** Opening Data records block **
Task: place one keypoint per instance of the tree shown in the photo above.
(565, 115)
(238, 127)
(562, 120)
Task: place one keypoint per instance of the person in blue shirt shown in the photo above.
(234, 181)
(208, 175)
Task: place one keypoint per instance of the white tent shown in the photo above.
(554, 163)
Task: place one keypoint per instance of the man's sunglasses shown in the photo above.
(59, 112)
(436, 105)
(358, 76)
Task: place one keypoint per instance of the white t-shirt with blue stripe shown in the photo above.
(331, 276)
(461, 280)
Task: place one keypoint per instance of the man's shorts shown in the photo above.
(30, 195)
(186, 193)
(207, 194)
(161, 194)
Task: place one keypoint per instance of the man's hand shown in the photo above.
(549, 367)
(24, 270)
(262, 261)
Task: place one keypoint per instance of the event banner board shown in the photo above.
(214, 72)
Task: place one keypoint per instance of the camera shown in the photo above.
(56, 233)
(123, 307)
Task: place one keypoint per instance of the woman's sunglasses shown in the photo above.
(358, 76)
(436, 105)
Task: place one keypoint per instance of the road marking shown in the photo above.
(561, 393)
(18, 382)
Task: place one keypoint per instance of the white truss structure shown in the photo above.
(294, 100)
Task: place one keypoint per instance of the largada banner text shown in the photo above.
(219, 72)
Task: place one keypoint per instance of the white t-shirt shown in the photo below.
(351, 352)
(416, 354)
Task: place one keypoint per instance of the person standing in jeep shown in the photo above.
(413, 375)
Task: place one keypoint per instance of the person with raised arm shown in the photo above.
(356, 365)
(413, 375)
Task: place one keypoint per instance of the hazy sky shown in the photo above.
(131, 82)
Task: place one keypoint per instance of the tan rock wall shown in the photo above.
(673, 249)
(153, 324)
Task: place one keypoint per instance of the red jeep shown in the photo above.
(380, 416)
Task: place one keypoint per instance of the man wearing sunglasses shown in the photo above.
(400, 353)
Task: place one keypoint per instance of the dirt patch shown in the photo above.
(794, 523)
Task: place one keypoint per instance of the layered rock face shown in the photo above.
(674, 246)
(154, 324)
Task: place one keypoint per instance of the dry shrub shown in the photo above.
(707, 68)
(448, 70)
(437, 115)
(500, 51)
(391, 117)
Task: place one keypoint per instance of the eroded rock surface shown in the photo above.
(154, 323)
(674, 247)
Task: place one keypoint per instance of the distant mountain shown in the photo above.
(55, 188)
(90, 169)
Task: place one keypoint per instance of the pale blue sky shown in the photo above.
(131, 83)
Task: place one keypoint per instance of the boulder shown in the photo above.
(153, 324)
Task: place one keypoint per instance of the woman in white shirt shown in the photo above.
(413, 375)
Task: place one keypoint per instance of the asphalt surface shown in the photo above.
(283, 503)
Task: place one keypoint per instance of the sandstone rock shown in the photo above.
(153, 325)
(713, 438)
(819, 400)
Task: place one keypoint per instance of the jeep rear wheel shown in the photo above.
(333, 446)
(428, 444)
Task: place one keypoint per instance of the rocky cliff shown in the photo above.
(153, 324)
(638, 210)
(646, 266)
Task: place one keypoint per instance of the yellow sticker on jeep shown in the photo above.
** Closing Data records block **
→ **Problem details**: From the line holding "Task: place one keypoint per instance of the sandstone" to the final line of the data, output each line exactly and nothing more.

→ **Result**:
Task: place one keypoint per instance of the sandstone rock shown in the photo above.
(153, 325)
(713, 438)
(819, 400)
Task: place one keypoint per instance of the jeep rear wheel shown in the photo above.
(333, 446)
(428, 444)
Task: place one keypoint per instance of the rocky cliff shown in the photo above.
(153, 324)
(638, 210)
(646, 266)
Task: place one keypoint per instance of the yellow sticker on jeep shown in the photo above.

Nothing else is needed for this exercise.